Count the lines of the material below that contain the string "green", treating case as significant, and give only the number.

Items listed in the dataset
━━━━━━━━━━

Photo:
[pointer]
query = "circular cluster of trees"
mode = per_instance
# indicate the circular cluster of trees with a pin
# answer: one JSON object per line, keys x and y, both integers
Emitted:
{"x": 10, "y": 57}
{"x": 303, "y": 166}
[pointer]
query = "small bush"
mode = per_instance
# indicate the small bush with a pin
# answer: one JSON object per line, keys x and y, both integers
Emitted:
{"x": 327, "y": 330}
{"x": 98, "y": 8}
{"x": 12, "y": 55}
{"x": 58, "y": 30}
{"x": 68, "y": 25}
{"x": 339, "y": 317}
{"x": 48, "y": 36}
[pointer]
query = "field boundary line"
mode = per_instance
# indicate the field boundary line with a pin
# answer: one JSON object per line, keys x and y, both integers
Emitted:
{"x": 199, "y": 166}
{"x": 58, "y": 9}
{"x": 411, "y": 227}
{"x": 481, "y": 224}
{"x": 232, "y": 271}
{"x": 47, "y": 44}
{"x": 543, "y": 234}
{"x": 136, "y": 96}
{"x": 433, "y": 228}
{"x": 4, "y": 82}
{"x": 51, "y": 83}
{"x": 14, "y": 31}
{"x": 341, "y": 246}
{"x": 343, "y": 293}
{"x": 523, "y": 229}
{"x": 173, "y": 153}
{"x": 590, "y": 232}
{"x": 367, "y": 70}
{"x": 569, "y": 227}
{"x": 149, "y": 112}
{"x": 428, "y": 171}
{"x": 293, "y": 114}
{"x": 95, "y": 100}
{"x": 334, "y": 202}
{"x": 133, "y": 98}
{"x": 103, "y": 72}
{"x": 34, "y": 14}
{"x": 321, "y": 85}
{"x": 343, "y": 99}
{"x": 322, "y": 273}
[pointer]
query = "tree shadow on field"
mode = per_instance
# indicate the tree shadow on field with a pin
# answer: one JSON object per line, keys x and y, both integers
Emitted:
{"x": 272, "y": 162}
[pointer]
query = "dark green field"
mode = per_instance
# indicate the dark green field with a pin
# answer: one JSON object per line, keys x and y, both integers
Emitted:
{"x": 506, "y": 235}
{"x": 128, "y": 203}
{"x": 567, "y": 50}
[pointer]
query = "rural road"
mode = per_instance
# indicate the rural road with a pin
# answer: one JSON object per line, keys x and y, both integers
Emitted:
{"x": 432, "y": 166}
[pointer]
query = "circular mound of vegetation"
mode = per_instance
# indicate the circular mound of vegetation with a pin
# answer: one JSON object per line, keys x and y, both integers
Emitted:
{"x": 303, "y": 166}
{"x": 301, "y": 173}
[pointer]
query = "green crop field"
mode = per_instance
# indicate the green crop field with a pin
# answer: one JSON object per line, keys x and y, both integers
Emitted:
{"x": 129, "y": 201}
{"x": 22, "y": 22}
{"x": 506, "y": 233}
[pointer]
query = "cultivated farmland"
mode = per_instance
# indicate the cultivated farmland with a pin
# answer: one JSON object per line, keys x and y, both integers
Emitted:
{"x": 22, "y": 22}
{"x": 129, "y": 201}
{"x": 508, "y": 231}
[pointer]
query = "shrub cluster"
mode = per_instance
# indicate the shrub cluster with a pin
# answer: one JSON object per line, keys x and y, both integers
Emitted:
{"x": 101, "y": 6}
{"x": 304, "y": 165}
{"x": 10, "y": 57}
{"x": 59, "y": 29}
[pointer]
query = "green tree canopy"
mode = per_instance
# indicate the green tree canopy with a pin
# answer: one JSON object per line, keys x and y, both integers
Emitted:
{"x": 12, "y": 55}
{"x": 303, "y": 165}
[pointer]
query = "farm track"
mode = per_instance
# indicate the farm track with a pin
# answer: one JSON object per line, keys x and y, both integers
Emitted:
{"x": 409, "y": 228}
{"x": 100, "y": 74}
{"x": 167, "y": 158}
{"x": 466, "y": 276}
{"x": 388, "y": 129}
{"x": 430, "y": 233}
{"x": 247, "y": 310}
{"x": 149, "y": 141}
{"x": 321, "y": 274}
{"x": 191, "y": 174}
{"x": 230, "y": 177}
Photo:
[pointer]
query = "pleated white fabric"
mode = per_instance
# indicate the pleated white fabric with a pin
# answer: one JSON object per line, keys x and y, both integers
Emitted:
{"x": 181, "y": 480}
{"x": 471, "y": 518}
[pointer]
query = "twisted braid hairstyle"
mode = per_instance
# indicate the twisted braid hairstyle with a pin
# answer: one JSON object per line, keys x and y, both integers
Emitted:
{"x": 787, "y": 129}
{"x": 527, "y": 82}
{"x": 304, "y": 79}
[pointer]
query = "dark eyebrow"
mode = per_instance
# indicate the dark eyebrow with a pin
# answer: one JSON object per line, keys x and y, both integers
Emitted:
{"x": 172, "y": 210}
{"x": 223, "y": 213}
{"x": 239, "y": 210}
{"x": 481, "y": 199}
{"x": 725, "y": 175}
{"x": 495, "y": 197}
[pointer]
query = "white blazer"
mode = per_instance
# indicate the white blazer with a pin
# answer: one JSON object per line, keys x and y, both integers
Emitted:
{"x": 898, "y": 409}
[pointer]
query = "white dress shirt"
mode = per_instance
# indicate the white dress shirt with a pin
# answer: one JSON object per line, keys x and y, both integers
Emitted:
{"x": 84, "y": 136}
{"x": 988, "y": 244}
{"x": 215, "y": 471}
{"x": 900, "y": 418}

━━━━━━━━━━

- [Written response]
6